-- start of Information supplied --

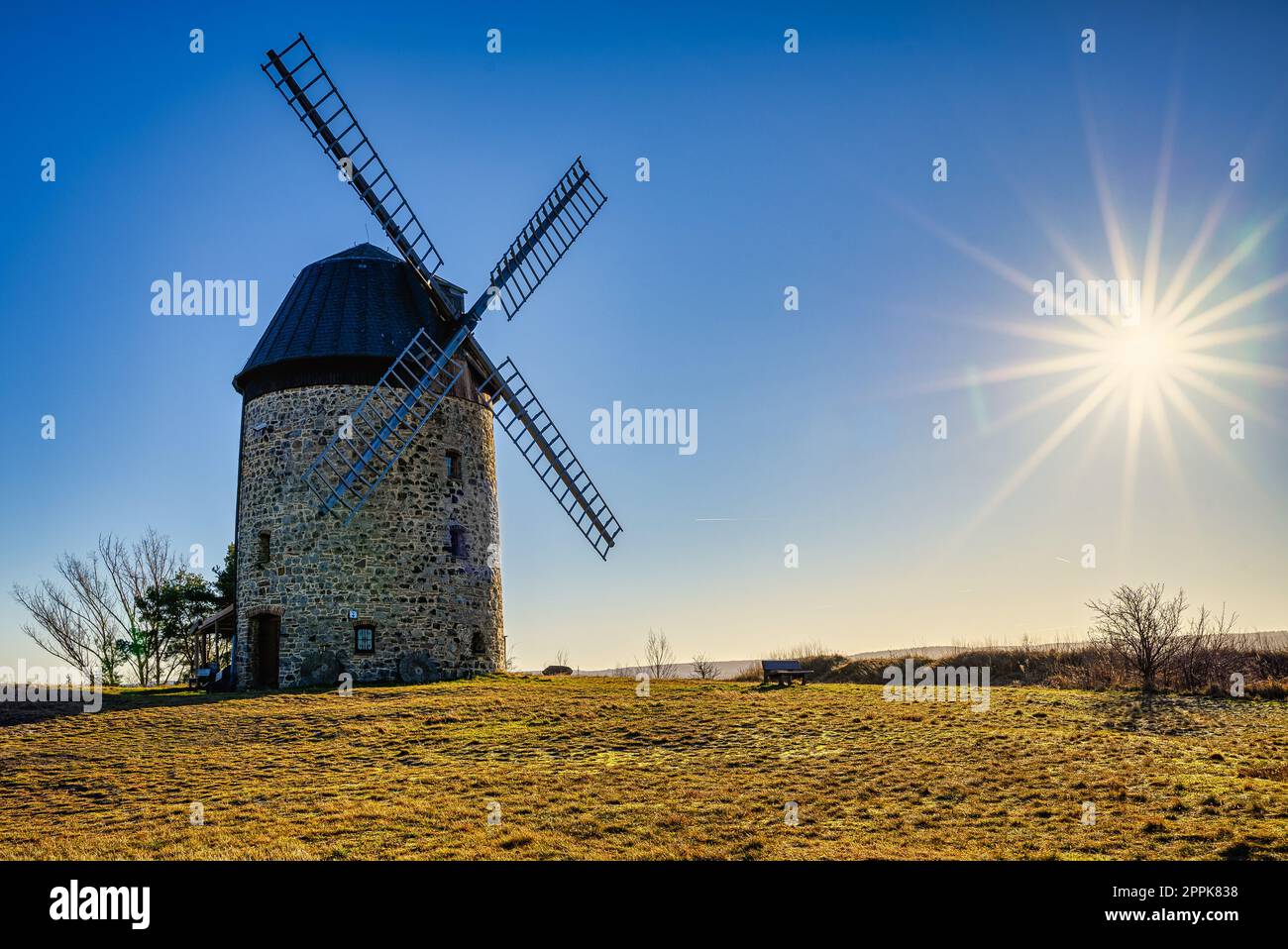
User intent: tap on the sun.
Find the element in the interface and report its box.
[1108,328,1176,385]
[897,101,1288,542]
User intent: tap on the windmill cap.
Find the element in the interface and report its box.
[233,244,465,399]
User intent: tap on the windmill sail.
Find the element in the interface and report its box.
[474,158,608,319]
[478,353,622,560]
[261,34,456,322]
[304,330,465,524]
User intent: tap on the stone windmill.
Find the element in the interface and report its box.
[233,35,621,687]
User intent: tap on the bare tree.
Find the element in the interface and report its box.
[644,628,675,679]
[13,554,126,685]
[13,528,187,685]
[1087,583,1185,692]
[693,653,720,679]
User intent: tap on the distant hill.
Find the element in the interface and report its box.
[532,630,1288,679]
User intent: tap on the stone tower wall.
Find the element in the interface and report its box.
[236,385,505,688]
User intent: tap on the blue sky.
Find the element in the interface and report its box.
[0,3,1288,669]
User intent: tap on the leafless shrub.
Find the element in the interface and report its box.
[643,628,675,679]
[693,653,720,679]
[1087,583,1185,692]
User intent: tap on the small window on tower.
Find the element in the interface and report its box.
[447,524,465,559]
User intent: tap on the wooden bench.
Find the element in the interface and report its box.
[760,660,814,685]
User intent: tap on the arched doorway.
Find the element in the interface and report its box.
[255,613,282,688]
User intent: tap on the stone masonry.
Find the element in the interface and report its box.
[236,385,505,688]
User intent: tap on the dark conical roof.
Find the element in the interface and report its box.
[233,244,464,398]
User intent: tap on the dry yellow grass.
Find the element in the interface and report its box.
[0,676,1288,859]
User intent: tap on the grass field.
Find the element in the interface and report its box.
[0,678,1288,859]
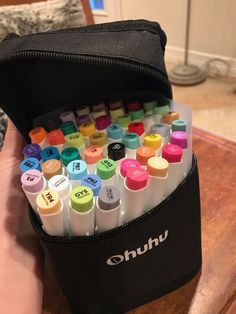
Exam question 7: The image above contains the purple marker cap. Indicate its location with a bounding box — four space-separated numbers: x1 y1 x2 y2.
170 131 188 149
95 115 111 130
23 144 41 160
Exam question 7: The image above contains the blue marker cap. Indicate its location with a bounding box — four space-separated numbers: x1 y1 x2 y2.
20 157 41 172
123 132 139 149
41 146 60 161
107 123 123 140
66 159 87 180
81 174 102 196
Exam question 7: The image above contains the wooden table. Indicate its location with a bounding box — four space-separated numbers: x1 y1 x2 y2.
43 128 236 314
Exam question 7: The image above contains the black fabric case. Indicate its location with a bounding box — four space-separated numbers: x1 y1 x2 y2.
0 20 201 314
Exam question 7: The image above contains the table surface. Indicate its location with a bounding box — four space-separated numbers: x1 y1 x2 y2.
43 128 236 314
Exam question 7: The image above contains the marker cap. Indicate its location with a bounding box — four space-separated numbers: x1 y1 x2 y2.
126 167 148 190
20 157 41 172
66 160 87 180
61 147 80 166
147 157 169 177
23 144 41 160
98 185 120 210
59 121 77 135
70 185 93 213
162 144 183 163
95 115 111 130
21 169 44 193
47 129 65 146
89 132 107 147
123 132 139 149
128 122 144 136
29 127 47 144
172 120 187 132
81 174 102 196
40 146 61 161
107 123 123 140
97 158 116 180
42 159 62 180
143 133 162 149
48 175 70 197
84 146 103 164
36 189 61 215
136 146 155 166
120 158 141 178
170 131 188 149
163 111 179 124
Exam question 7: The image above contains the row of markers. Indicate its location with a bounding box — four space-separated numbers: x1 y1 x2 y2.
20 100 192 236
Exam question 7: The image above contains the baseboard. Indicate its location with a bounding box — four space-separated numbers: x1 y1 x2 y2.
165 46 236 77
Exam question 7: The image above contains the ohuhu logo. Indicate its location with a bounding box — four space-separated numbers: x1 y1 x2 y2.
106 230 168 266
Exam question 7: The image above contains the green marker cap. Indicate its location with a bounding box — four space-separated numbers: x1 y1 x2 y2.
70 185 93 213
97 158 116 180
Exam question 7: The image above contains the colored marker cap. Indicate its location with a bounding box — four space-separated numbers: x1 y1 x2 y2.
42 159 62 180
107 143 125 161
143 133 162 149
21 169 44 193
128 122 144 136
163 111 179 124
81 174 102 196
59 121 77 135
147 157 169 177
97 158 116 180
84 146 103 164
98 185 120 210
107 123 123 140
29 127 47 144
47 129 65 146
162 144 183 163
170 131 188 149
20 157 41 172
123 132 139 149
172 120 187 132
23 144 41 160
120 158 141 178
36 189 61 215
70 185 93 213
66 160 87 180
126 167 148 190
136 146 155 166
95 115 111 130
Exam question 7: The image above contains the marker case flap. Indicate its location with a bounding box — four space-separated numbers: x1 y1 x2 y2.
0 20 201 314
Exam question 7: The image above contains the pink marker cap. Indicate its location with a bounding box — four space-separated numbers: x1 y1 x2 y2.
170 131 188 148
120 158 141 178
21 169 44 193
162 144 183 163
126 167 148 190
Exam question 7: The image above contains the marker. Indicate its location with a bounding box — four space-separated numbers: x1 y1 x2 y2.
20 157 41 172
123 132 139 159
96 185 121 232
42 159 65 180
145 157 169 211
40 146 61 161
69 186 95 236
84 146 103 174
61 147 80 167
47 129 65 152
67 160 87 188
36 189 64 236
29 127 48 149
21 169 47 213
123 167 148 222
162 144 183 197
96 158 116 186
65 132 85 159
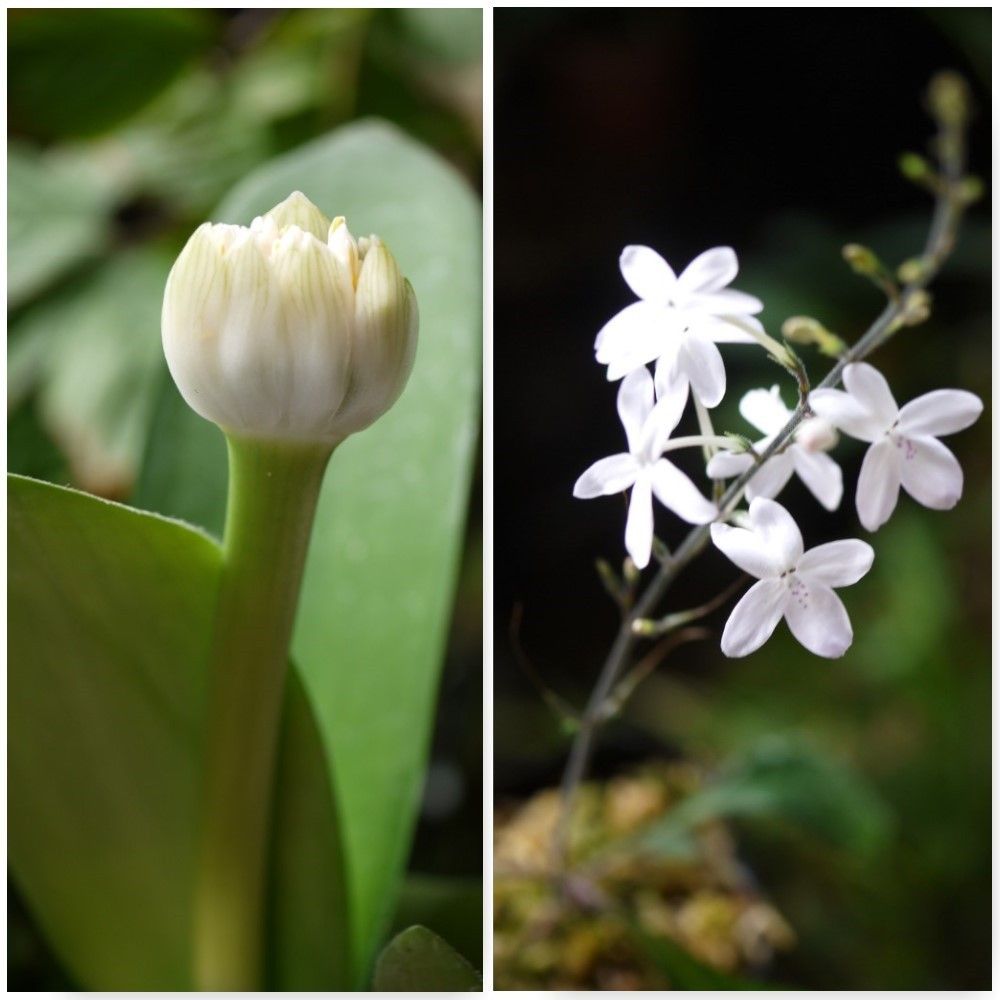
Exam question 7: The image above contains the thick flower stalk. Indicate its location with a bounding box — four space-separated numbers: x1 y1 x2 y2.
706 385 844 510
162 192 417 991
809 363 983 531
712 497 875 658
594 246 763 407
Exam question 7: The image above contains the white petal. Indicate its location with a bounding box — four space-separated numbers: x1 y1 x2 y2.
711 524 788 580
713 576 788 656
747 451 795 502
788 444 844 510
740 385 792 434
809 389 889 441
750 497 802 569
573 454 639 500
638 380 688 461
625 476 653 569
899 389 983 437
688 313 764 344
685 288 764 316
618 365 656 454
796 538 875 587
899 437 963 510
677 337 726 409
844 361 899 429
653 350 689 402
652 458 719 524
857 437 901 531
677 247 740 293
705 451 753 479
594 302 667 365
618 246 677 302
785 578 854 659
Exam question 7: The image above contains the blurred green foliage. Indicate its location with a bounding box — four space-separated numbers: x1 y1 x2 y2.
494 70 992 990
8 9 482 988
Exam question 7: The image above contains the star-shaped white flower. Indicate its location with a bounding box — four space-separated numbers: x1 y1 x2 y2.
573 367 718 569
711 497 875 658
809 363 983 531
707 385 844 510
594 246 763 407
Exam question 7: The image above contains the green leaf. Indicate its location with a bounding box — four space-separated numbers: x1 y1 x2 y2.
7 7 213 139
137 122 482 968
8 248 171 496
392 874 483 968
7 476 351 991
7 142 114 308
372 926 483 993
639 738 889 854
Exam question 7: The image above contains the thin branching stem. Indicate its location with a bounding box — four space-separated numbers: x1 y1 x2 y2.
552 97 966 871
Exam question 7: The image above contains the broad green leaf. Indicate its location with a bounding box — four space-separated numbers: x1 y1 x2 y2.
7 142 114 308
137 122 482 966
7 476 350 991
372 926 483 993
392 874 483 968
7 7 213 138
639 739 888 854
8 248 171 496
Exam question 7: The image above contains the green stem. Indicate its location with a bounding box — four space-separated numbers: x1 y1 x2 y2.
194 436 333 991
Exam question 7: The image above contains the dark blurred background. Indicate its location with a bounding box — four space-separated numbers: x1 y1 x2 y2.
7 8 483 990
493 8 991 989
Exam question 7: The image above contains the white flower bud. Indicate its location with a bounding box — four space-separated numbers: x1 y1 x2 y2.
795 417 837 452
162 192 417 443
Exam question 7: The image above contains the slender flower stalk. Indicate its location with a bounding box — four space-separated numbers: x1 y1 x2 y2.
552 77 968 871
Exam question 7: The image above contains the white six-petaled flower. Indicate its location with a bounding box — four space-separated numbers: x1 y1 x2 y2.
706 385 844 510
573 367 718 569
594 246 763 407
809 363 983 531
711 497 875 658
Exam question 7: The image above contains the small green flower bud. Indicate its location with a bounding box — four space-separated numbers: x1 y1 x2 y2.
781 316 847 358
899 153 937 184
161 191 417 444
841 243 882 278
632 618 659 638
900 288 931 326
958 177 984 205
927 70 972 128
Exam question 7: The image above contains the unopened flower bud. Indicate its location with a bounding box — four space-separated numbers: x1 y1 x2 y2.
958 177 985 205
795 417 838 452
781 316 847 358
899 153 937 184
162 192 417 444
900 288 931 326
842 243 882 277
927 70 972 127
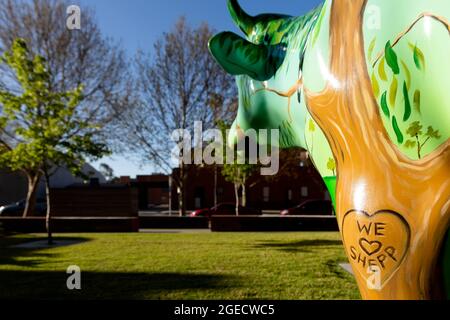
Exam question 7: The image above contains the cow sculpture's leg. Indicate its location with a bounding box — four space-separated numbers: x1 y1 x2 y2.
305 0 450 299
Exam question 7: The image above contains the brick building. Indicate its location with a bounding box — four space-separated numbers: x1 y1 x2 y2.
120 149 329 210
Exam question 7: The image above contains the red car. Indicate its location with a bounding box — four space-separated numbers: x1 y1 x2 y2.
280 200 333 216
191 203 262 218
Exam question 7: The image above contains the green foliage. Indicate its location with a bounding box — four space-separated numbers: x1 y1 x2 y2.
217 121 258 185
308 119 316 132
404 121 441 159
381 91 391 118
327 157 336 176
0 39 108 178
403 82 411 121
413 89 421 114
392 116 404 143
408 43 425 70
367 37 377 61
385 41 400 74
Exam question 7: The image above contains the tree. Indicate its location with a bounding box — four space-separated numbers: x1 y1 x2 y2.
99 163 116 182
405 121 441 159
304 0 450 299
217 121 259 215
116 18 236 215
0 39 108 241
0 0 132 214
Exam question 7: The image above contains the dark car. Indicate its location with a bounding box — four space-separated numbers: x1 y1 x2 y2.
191 203 262 218
280 200 333 216
0 198 47 217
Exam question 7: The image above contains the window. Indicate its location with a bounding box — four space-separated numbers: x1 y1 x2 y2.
288 189 292 201
263 187 270 202
301 187 308 197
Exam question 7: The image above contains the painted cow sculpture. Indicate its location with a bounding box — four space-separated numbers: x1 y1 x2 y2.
210 0 450 299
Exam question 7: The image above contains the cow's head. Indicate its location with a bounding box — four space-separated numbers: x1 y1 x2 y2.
209 0 320 147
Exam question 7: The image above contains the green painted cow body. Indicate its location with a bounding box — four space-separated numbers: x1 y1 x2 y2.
210 0 450 300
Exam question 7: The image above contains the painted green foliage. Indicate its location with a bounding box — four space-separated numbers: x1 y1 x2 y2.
367 16 448 159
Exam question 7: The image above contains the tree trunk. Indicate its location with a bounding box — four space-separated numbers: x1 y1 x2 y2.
178 164 186 217
23 173 41 218
305 0 450 299
44 170 53 245
241 182 247 207
234 183 239 216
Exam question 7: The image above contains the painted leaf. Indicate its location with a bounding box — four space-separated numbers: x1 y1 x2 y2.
409 43 425 70
403 81 411 121
371 73 380 98
402 60 411 90
381 91 391 118
392 116 405 143
367 37 377 61
405 140 417 149
389 76 398 108
413 90 421 114
308 119 316 132
384 41 400 74
378 58 387 81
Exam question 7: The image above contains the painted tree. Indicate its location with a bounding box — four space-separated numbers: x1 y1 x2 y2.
0 39 108 239
305 0 450 299
405 121 441 159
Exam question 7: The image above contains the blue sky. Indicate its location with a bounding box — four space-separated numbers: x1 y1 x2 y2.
76 0 322 176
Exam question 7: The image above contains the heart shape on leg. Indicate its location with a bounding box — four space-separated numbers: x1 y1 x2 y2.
342 210 410 289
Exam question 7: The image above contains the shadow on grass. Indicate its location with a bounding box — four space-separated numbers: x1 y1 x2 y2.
0 270 240 300
0 235 90 268
253 239 342 253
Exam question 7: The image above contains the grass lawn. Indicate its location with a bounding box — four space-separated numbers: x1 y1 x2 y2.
0 232 360 299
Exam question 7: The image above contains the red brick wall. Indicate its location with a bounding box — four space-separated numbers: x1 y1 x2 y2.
51 186 138 217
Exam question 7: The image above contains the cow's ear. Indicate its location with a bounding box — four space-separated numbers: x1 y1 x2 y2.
209 32 286 81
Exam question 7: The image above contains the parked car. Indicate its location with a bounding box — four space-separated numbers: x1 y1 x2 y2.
191 203 262 218
280 200 333 216
0 198 47 217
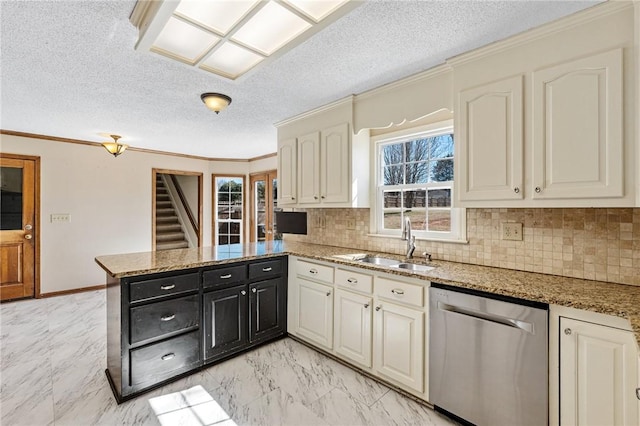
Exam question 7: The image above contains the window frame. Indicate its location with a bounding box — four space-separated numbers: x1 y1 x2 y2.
370 120 468 243
211 174 247 246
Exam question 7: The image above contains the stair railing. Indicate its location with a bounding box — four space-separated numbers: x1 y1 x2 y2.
160 174 200 247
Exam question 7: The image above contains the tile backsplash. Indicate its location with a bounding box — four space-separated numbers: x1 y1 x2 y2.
284 208 640 285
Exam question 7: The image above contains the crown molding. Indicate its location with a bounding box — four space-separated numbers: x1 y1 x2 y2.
0 129 277 163
273 95 355 127
446 0 637 67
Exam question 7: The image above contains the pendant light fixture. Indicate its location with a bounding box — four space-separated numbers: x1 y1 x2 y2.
102 135 129 157
200 93 231 114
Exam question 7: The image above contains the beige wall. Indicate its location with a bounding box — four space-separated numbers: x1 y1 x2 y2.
285 208 640 285
0 135 276 294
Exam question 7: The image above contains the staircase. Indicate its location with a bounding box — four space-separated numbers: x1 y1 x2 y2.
156 174 189 250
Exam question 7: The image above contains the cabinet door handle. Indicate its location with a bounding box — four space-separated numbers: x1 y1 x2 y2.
161 352 176 361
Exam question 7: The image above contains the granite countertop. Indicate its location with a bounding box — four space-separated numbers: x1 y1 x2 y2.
95 241 640 346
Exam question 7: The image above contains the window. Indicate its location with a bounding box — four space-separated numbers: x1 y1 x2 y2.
375 125 466 241
213 176 244 245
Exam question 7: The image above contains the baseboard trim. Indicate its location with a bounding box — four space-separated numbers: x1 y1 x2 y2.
38 284 107 299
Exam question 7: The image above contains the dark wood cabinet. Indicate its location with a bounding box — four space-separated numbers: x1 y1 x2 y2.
107 256 287 403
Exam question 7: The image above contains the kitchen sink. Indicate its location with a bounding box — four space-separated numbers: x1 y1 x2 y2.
394 263 434 272
359 256 400 267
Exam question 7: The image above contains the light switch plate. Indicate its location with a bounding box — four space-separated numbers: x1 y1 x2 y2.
502 222 522 241
51 213 71 223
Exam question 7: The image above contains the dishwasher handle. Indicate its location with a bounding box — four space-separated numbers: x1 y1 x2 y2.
438 302 533 334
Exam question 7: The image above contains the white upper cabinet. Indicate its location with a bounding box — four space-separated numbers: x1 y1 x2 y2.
297 132 320 204
531 49 624 199
455 75 524 200
278 138 298 206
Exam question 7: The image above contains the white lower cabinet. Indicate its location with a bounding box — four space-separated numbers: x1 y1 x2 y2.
560 317 640 426
295 278 333 349
373 302 425 393
334 289 373 367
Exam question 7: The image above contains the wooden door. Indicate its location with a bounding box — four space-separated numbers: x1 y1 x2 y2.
296 278 333 349
456 75 524 201
277 138 298 206
320 123 351 203
249 170 282 243
560 318 640 426
334 290 373 368
531 48 629 199
0 154 40 300
373 303 425 392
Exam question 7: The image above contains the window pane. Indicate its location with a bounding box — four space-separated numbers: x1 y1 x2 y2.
429 189 451 207
405 161 431 183
382 166 404 185
381 143 404 166
431 158 453 182
383 191 402 209
429 210 451 232
0 167 22 231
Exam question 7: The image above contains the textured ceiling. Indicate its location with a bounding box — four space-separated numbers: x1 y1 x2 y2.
0 0 598 158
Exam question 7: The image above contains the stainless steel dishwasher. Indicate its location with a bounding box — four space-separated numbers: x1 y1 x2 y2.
429 283 549 426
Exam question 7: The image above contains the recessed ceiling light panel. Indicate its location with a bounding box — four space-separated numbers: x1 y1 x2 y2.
232 1 311 55
151 17 220 64
285 0 349 22
200 42 264 78
174 0 260 35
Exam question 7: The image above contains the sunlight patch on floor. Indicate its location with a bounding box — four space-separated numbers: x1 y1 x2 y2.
149 385 236 426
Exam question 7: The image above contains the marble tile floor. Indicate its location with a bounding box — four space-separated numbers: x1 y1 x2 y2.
0 290 454 426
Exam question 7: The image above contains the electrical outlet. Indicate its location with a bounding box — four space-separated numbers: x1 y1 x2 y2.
51 213 71 223
502 222 522 241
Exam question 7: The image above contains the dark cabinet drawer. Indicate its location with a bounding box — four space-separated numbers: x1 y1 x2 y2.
249 258 284 281
130 294 200 344
129 272 200 302
131 331 200 386
202 264 247 288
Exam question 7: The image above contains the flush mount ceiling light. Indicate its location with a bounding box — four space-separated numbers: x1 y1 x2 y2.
130 0 363 80
102 135 129 157
200 93 231 114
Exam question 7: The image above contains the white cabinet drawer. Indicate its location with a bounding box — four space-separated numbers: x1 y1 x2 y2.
375 277 424 307
336 269 373 294
296 260 333 284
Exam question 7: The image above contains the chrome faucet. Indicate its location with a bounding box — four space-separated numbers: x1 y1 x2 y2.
402 217 416 259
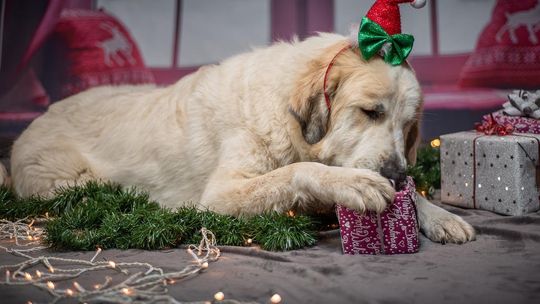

-- end of Information supplied --

= Task objective =
Starting at the line with "Exam question 7: The image above contains the chrome" and running through the end of the material, write the lines out again with "chrome faucet" swapped for "brass faucet" and nothing else changed, leaving out the pictures.

= The answer =
Exam question 7: The image above contains the brass faucet. Indicate its location with a bounding box — four space-separated numbers: x1 y1 x2 y2.
402 217 416 259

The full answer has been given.